(DATA FOR ANALYSIS)

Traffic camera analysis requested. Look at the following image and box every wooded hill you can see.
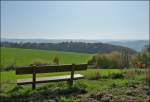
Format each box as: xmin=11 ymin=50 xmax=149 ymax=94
xmin=1 ymin=42 xmax=137 ymax=55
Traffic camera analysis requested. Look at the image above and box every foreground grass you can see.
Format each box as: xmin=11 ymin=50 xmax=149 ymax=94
xmin=0 ymin=68 xmax=148 ymax=102
xmin=1 ymin=47 xmax=92 ymax=67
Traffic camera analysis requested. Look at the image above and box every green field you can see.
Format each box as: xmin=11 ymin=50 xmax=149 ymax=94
xmin=1 ymin=47 xmax=92 ymax=67
xmin=0 ymin=47 xmax=149 ymax=102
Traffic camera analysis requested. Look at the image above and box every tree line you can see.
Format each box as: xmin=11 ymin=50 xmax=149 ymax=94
xmin=1 ymin=42 xmax=136 ymax=54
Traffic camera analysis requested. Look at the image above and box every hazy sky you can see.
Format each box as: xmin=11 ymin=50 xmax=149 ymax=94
xmin=1 ymin=1 xmax=149 ymax=40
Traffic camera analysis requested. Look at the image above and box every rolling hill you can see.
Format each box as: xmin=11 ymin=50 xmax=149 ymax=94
xmin=1 ymin=47 xmax=92 ymax=67
xmin=107 ymin=40 xmax=149 ymax=51
xmin=2 ymin=38 xmax=148 ymax=51
xmin=1 ymin=42 xmax=136 ymax=55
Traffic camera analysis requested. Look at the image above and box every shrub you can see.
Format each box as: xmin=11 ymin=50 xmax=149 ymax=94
xmin=87 ymin=72 xmax=101 ymax=80
xmin=130 ymin=46 xmax=150 ymax=68
xmin=109 ymin=73 xmax=124 ymax=79
xmin=88 ymin=52 xmax=122 ymax=69
xmin=59 ymin=96 xmax=68 ymax=102
xmin=53 ymin=56 xmax=59 ymax=65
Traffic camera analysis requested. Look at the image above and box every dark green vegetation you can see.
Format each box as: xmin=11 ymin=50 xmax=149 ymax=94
xmin=1 ymin=68 xmax=149 ymax=102
xmin=2 ymin=38 xmax=149 ymax=51
xmin=1 ymin=42 xmax=136 ymax=54
xmin=1 ymin=47 xmax=91 ymax=69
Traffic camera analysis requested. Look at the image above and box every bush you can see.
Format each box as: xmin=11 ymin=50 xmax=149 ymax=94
xmin=88 ymin=52 xmax=122 ymax=69
xmin=130 ymin=46 xmax=150 ymax=68
xmin=87 ymin=72 xmax=101 ymax=80
xmin=59 ymin=96 xmax=68 ymax=102
xmin=53 ymin=56 xmax=59 ymax=65
xmin=109 ymin=73 xmax=124 ymax=79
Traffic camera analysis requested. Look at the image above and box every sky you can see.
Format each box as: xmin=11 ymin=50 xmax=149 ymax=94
xmin=1 ymin=1 xmax=149 ymax=40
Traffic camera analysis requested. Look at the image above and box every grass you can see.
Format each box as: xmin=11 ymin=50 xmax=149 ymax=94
xmin=0 ymin=69 xmax=146 ymax=95
xmin=0 ymin=47 xmax=148 ymax=101
xmin=1 ymin=47 xmax=92 ymax=67
xmin=0 ymin=68 xmax=147 ymax=102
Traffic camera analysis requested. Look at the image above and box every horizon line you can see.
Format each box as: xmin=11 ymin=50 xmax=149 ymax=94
xmin=1 ymin=37 xmax=149 ymax=41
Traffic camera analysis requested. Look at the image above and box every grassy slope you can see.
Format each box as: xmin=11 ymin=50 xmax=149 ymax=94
xmin=1 ymin=47 xmax=92 ymax=67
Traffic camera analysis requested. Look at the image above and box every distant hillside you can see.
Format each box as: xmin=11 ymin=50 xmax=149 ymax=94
xmin=1 ymin=38 xmax=114 ymax=43
xmin=108 ymin=40 xmax=149 ymax=51
xmin=1 ymin=38 xmax=148 ymax=51
xmin=1 ymin=47 xmax=91 ymax=67
xmin=1 ymin=42 xmax=136 ymax=55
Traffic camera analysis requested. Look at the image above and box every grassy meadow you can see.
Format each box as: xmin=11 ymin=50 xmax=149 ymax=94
xmin=1 ymin=47 xmax=92 ymax=67
xmin=0 ymin=47 xmax=149 ymax=102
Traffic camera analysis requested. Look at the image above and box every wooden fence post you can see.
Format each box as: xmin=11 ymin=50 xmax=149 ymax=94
xmin=69 ymin=64 xmax=75 ymax=87
xmin=32 ymin=67 xmax=36 ymax=90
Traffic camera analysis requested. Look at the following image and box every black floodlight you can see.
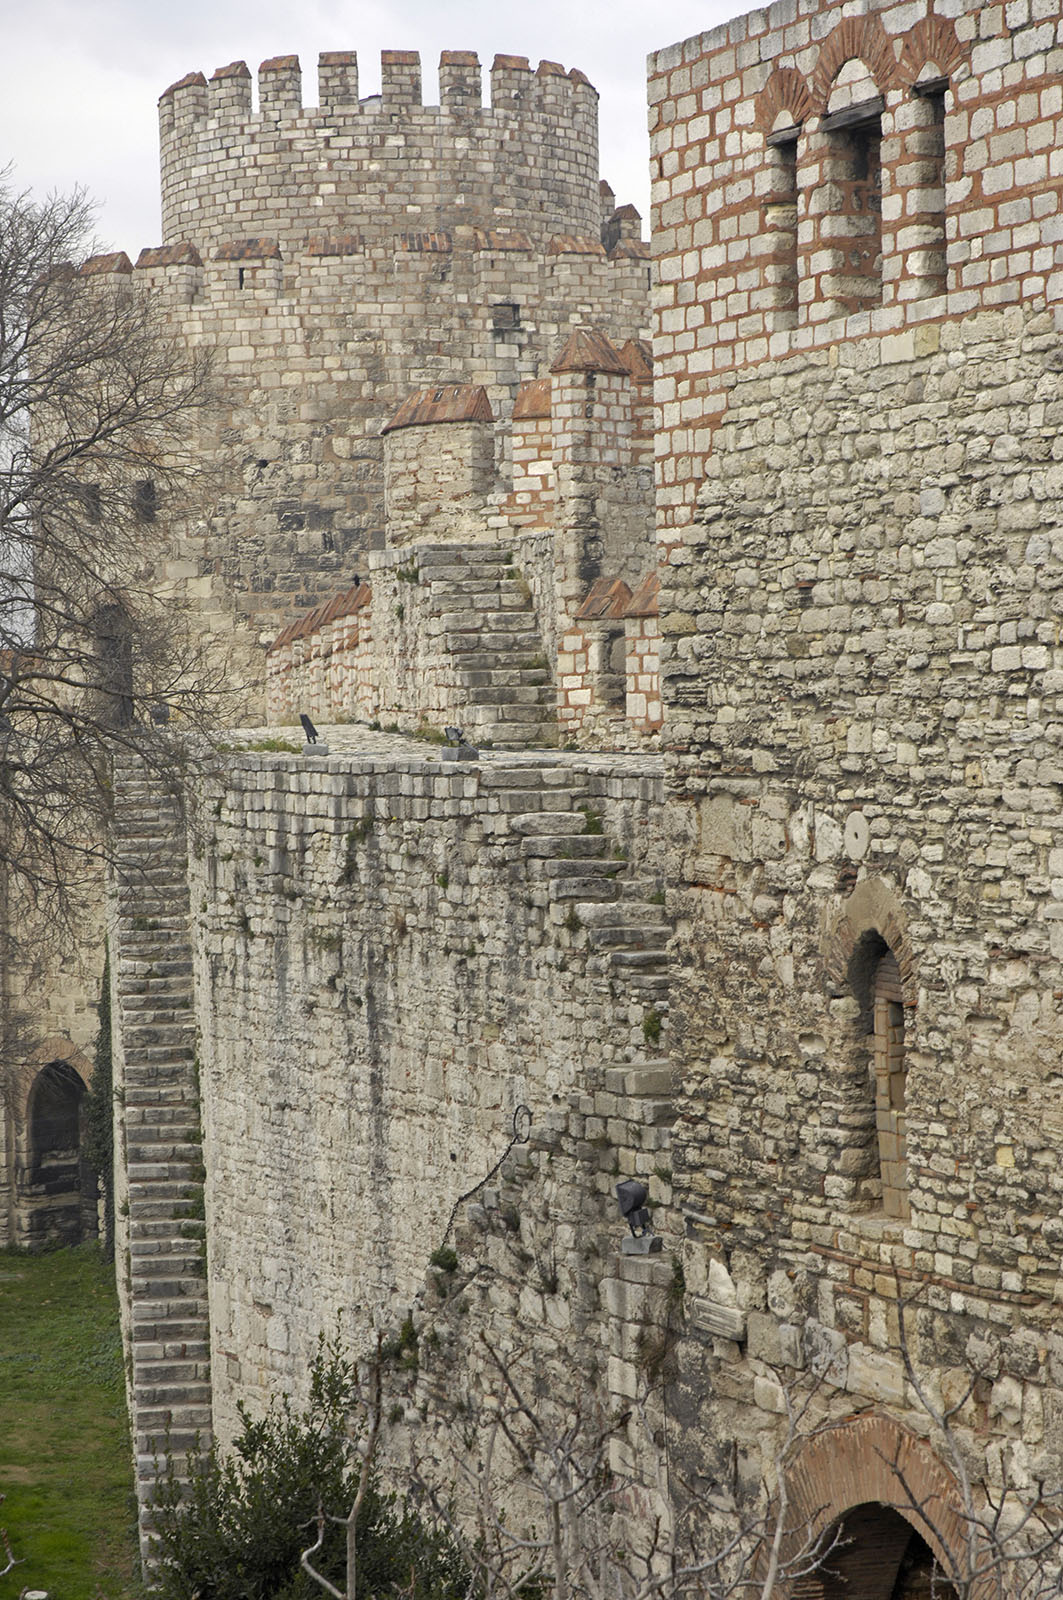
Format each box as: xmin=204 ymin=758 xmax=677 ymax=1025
xmin=616 ymin=1178 xmax=653 ymax=1238
xmin=444 ymin=725 xmax=465 ymax=745
xmin=300 ymin=713 xmax=319 ymax=744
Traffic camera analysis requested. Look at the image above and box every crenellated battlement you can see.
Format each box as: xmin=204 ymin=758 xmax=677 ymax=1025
xmin=159 ymin=49 xmax=603 ymax=253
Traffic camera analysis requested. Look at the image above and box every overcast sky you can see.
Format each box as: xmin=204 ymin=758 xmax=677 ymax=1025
xmin=0 ymin=1 xmax=742 ymax=257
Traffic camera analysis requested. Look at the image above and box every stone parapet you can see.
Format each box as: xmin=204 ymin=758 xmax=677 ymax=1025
xmin=159 ymin=49 xmax=603 ymax=254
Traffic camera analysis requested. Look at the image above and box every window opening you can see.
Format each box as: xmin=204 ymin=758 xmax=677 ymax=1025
xmin=764 ymin=123 xmax=799 ymax=329
xmin=28 ymin=1060 xmax=84 ymax=1188
xmin=820 ymin=60 xmax=883 ymax=316
xmin=905 ymin=77 xmax=947 ymax=300
xmin=490 ymin=301 xmax=521 ymax=333
xmin=816 ymin=1504 xmax=958 ymax=1600
xmin=134 ymin=479 xmax=157 ymax=523
xmin=873 ymin=949 xmax=908 ymax=1218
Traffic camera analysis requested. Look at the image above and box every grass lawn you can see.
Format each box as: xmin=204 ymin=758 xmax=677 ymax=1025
xmin=0 ymin=1243 xmax=141 ymax=1600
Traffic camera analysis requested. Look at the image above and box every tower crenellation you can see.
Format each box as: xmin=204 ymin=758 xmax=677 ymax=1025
xmin=159 ymin=50 xmax=602 ymax=254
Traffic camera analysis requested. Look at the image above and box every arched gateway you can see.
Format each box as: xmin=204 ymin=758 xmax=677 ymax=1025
xmin=18 ymin=1049 xmax=96 ymax=1248
xmin=781 ymin=1415 xmax=973 ymax=1599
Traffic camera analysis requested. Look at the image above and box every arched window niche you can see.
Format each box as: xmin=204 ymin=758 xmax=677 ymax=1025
xmin=820 ymin=57 xmax=884 ymax=317
xmin=848 ymin=929 xmax=910 ymax=1220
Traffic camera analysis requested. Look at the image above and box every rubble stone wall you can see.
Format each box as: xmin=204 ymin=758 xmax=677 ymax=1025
xmin=183 ymin=742 xmax=673 ymax=1448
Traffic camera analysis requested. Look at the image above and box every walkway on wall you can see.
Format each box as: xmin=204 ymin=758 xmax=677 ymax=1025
xmin=111 ymin=754 xmax=211 ymax=1564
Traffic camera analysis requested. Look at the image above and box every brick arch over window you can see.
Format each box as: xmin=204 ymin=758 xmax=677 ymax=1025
xmin=755 ymin=66 xmax=813 ymax=135
xmin=811 ymin=16 xmax=897 ymax=112
xmin=898 ymin=15 xmax=966 ymax=89
xmin=823 ymin=877 xmax=916 ymax=1010
xmin=778 ymin=1414 xmax=977 ymax=1595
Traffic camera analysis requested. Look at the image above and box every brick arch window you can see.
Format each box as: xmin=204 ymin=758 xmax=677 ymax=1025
xmin=872 ymin=946 xmax=908 ymax=1218
xmin=758 ymin=69 xmax=812 ymax=331
xmin=819 ymin=57 xmax=884 ymax=317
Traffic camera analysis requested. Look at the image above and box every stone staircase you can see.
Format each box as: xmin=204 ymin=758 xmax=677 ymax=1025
xmin=112 ymin=754 xmax=211 ymax=1564
xmin=479 ymin=758 xmax=676 ymax=1229
xmin=417 ymin=544 xmax=556 ymax=748
xmin=483 ymin=759 xmax=672 ymax=1042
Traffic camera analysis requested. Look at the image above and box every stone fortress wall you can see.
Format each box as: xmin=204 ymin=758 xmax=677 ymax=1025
xmin=265 ymin=331 xmax=662 ymax=750
xmin=158 ymin=52 xmax=602 ymax=249
xmin=77 ymin=0 xmax=1063 ymax=1583
xmin=110 ymin=735 xmax=678 ymax=1556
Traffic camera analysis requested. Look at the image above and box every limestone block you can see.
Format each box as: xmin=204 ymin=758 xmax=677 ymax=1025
xmin=845 ymin=1344 xmax=905 ymax=1407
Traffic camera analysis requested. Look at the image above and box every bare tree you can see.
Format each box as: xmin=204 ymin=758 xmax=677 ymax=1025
xmin=0 ymin=173 xmax=230 ymax=1022
xmin=300 ymin=1334 xmax=386 ymax=1600
xmin=884 ymin=1282 xmax=1063 ymax=1600
xmin=404 ymin=1329 xmax=836 ymax=1600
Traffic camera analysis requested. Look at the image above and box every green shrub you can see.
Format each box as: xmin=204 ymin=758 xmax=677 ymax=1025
xmin=150 ymin=1337 xmax=466 ymax=1600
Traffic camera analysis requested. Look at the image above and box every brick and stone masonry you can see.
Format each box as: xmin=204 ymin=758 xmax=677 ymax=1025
xmin=648 ymin=0 xmax=1063 ymax=1562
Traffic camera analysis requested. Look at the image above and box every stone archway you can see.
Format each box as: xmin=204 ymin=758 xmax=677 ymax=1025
xmin=779 ymin=1414 xmax=976 ymax=1598
xmin=18 ymin=1050 xmax=96 ymax=1248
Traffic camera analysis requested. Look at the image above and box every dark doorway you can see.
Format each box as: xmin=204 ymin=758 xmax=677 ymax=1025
xmin=804 ymin=1502 xmax=959 ymax=1600
xmin=22 ymin=1060 xmax=96 ymax=1248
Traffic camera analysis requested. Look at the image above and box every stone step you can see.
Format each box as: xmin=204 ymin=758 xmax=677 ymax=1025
xmin=541 ymin=858 xmax=625 ymax=879
xmin=132 ymin=1340 xmax=211 ymax=1364
xmin=128 ymin=1160 xmax=205 ymax=1183
xmin=131 ymin=1220 xmax=205 ymax=1243
xmin=458 ymin=668 xmax=550 ymax=689
xmin=133 ymin=1377 xmax=212 ymax=1405
xmin=122 ymin=1045 xmax=198 ymax=1067
xmin=131 ymin=1314 xmax=210 ymax=1340
xmin=430 ymin=586 xmax=526 ymax=609
xmin=610 ymin=971 xmax=671 ymax=997
xmin=547 ymin=876 xmax=621 ymax=901
xmin=124 ymin=1109 xmax=201 ymax=1131
xmin=123 ymin=1082 xmax=198 ymax=1105
xmin=522 ymin=835 xmax=608 ymax=859
xmin=466 ymin=702 xmax=549 ymax=723
xmin=135 ymin=1403 xmax=213 ymax=1434
xmin=509 ymin=812 xmax=589 ymax=835
xmin=129 ymin=1275 xmax=207 ymax=1301
xmin=588 ymin=926 xmax=671 ymax=950
xmin=464 ymin=684 xmax=553 ymax=707
xmin=457 ymin=653 xmax=548 ymax=672
xmin=575 ymin=900 xmax=667 ymax=926
xmin=445 ymin=629 xmax=541 ymax=653
xmin=439 ymin=608 xmax=533 ymax=631
xmin=127 ymin=1145 xmax=203 ymax=1169
xmin=605 ymin=948 xmax=670 ymax=969
xmin=418 ymin=556 xmax=512 ymax=579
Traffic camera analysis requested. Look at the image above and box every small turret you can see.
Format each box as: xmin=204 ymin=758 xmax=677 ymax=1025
xmin=382 ymin=384 xmax=496 ymax=546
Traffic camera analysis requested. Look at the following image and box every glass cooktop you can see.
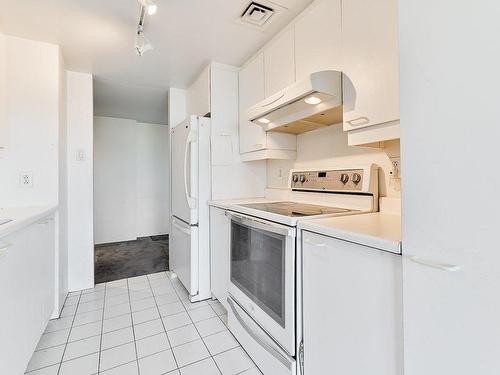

(End DATA FOR ANALYSIS)

* WHAT NEEDS TO BE DONE: Please give again the lines above between the line holding "over window you can see." and the line holding "arch window you can see.", inclusive, exactly as they are and with nothing added.

* EXERCISE ANSWER:
Traffic camera analysis requested. Look at the image above and box every brick arch over window you can see.
Format each box as: xmin=204 ymin=758 xmax=677 ymax=1025
xmin=755 ymin=66 xmax=813 ymax=135
xmin=811 ymin=16 xmax=897 ymax=112
xmin=898 ymin=15 xmax=966 ymax=89
xmin=823 ymin=877 xmax=916 ymax=1010
xmin=778 ymin=1414 xmax=977 ymax=1595
Traffic camera analysis requested. Look at the image above and box every brick arch window you can see.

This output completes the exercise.